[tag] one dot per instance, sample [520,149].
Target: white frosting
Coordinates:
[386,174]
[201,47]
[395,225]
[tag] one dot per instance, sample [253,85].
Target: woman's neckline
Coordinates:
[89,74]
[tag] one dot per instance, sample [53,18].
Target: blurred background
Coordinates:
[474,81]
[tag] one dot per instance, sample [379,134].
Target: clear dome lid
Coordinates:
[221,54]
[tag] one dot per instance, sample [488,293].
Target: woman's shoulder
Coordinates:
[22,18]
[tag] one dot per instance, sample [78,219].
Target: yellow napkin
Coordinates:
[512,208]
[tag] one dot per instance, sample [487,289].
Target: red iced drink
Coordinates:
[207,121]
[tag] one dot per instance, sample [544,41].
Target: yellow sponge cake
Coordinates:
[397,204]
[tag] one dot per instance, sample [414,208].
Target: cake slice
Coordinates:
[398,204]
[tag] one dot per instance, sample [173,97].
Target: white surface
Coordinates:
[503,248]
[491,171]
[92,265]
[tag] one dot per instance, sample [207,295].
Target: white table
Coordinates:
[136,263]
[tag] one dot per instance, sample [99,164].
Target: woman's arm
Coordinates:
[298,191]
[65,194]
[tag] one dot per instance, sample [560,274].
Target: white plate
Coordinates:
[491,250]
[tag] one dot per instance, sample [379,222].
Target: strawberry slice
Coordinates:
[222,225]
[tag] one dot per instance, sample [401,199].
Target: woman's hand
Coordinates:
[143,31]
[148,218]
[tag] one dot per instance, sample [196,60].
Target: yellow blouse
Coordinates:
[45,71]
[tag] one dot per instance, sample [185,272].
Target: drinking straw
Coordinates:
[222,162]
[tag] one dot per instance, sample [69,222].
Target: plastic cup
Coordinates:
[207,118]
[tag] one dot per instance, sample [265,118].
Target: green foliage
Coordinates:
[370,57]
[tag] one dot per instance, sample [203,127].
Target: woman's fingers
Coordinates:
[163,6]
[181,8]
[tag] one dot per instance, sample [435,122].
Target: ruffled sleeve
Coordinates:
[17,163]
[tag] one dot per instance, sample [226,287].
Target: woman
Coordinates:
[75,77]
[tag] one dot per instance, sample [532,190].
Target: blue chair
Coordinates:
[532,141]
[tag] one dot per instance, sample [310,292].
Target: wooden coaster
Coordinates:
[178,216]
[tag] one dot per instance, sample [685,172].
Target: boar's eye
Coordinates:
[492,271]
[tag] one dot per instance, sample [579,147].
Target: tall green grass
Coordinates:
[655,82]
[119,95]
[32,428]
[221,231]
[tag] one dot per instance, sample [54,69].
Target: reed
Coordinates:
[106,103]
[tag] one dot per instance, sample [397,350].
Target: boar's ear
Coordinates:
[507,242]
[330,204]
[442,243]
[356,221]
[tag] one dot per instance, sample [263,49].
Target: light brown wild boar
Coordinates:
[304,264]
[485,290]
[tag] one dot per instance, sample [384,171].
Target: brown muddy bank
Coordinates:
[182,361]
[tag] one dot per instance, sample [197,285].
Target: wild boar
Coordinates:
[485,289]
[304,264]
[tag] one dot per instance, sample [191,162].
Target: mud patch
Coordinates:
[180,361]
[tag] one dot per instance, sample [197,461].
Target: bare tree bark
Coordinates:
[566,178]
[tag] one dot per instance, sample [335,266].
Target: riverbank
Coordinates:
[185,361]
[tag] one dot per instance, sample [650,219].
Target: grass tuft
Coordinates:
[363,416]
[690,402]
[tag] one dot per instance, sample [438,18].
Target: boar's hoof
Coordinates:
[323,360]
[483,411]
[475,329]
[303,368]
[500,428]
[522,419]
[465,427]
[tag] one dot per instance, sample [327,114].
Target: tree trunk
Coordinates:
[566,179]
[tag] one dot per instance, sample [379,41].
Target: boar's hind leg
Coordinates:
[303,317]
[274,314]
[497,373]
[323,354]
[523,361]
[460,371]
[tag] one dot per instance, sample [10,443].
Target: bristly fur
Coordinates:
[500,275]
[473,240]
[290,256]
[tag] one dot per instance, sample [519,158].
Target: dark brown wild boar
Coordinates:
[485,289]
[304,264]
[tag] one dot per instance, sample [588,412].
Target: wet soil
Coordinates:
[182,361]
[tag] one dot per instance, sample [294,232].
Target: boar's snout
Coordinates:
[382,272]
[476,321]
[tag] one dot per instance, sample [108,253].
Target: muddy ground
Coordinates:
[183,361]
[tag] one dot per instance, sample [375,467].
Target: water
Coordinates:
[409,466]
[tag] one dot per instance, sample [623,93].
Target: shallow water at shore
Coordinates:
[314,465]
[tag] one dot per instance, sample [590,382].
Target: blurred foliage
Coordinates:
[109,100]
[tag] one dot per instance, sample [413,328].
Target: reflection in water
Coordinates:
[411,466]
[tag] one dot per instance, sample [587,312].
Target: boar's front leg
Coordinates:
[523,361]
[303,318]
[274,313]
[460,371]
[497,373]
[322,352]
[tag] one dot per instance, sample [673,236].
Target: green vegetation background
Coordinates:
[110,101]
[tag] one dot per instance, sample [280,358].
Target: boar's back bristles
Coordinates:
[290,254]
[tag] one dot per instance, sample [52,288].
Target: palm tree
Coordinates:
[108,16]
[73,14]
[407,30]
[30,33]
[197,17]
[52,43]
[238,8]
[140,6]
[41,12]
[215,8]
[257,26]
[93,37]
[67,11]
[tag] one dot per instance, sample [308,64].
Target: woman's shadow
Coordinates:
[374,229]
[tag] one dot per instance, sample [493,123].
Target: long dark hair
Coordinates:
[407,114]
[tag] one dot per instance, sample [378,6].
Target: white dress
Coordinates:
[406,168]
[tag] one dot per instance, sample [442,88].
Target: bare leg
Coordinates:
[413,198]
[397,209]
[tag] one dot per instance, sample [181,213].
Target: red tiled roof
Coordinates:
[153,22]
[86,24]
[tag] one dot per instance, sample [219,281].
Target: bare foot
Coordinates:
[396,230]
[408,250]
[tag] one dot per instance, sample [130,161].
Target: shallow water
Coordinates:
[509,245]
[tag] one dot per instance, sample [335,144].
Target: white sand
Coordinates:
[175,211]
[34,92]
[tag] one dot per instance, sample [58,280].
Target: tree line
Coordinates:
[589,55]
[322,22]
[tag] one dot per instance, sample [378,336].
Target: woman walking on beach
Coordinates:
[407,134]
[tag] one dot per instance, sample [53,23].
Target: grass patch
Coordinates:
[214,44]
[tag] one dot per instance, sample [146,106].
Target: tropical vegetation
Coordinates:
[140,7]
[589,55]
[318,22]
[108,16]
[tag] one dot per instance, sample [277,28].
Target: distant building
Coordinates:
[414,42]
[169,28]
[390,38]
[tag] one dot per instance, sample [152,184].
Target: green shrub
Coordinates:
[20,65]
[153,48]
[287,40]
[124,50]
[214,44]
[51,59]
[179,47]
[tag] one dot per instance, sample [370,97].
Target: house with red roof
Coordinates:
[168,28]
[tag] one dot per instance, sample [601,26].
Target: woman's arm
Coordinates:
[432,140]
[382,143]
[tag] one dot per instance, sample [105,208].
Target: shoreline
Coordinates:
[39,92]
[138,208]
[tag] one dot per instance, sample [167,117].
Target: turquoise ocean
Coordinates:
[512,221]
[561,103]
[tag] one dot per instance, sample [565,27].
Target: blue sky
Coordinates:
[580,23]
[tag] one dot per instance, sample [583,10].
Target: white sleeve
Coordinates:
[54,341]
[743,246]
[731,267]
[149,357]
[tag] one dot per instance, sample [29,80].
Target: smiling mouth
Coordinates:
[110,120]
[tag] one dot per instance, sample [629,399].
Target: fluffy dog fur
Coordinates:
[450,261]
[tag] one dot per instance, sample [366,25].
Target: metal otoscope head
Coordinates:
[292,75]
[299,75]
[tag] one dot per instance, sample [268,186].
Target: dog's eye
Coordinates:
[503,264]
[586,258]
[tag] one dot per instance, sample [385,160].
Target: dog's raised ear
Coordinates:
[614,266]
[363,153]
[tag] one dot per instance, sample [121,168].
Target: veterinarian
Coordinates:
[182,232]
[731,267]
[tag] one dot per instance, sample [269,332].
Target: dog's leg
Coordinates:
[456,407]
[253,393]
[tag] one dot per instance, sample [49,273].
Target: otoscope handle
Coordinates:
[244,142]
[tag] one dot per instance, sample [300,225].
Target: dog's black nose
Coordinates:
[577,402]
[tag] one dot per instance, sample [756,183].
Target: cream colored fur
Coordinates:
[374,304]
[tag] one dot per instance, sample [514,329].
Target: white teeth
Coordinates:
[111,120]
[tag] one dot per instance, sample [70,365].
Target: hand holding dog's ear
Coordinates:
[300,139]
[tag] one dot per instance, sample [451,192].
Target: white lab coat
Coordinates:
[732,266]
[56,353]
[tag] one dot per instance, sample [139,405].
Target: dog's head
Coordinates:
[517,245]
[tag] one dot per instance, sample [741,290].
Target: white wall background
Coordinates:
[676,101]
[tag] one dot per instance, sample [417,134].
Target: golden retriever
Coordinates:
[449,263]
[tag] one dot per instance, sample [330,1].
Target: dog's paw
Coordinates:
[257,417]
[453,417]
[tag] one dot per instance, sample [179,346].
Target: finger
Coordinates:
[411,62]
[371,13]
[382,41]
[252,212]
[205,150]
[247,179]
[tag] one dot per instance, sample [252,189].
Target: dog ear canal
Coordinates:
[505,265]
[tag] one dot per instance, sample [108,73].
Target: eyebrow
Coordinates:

▶ **EXERCISE**: Give the lines of the records as a JSON list of strings, one string per line and blank lines left out. Begin at the line that has "[tag] one dot per instance, sample [121,168]." and stop at the end of the records.

▶ **THE RESPONSE**:
[
  "[tag] one dot per instance, sample [121,168].",
  "Target: veterinarian",
  "Coordinates:",
  "[182,232]",
  "[731,267]",
  "[tag] one dot per instance, sample [269,332].",
  "Target: dog's leg",
  "Coordinates:",
  "[456,407]",
  "[253,393]",
  "[tag] one dot per instance, sample [49,273].",
  "Target: otoscope handle",
  "Coordinates:",
  "[244,142]",
  "[tag] one dot per instance, sample [300,225].",
  "Target: dog's black nose",
  "Coordinates:",
  "[577,402]",
  "[tag] one dot per instance, sample [756,183].",
  "Target: cream colored fur",
  "Coordinates:",
  "[374,304]",
  "[tag] one dot per instance, sample [514,329].",
  "Target: white teeth",
  "Coordinates:",
  "[111,120]",
  "[tag] one dot per instance, sample [70,365].",
  "Target: hand holding dog's ear",
  "Coordinates:",
  "[300,139]",
  "[tag] one dot per instance, sample [451,192].",
  "Target: white lab coat",
  "Coordinates:",
  "[732,266]",
  "[56,353]",
  "[tag] one dot per instance, sample [139,405].",
  "Target: dog's head",
  "Coordinates:",
  "[517,245]",
  "[tag] one dot per instance, sample [741,290].",
  "Target: white wall background",
  "Coordinates:",
  "[676,101]",
  "[tag] one dot per instance, sample [417,134].",
  "Target: golden retriever",
  "Coordinates:",
  "[449,263]",
  "[tag] one dot per instance, sample [330,1].",
  "Target: dog's paw",
  "Coordinates:",
  "[257,417]",
  "[453,417]",
  "[tag] one dot per instance, sample [179,346].",
  "Target: finger",
  "Coordinates:",
  "[411,62]",
  "[371,13]",
  "[382,41]",
  "[252,212]",
  "[205,150]",
  "[247,179]",
  "[tag] one dot per instance, sample [252,189].",
  "Target: dog ear canal",
  "Coordinates:",
  "[505,265]",
  "[tag] one dot per instance, sample [108,73].",
  "Target: eyebrow",
  "Coordinates:"
]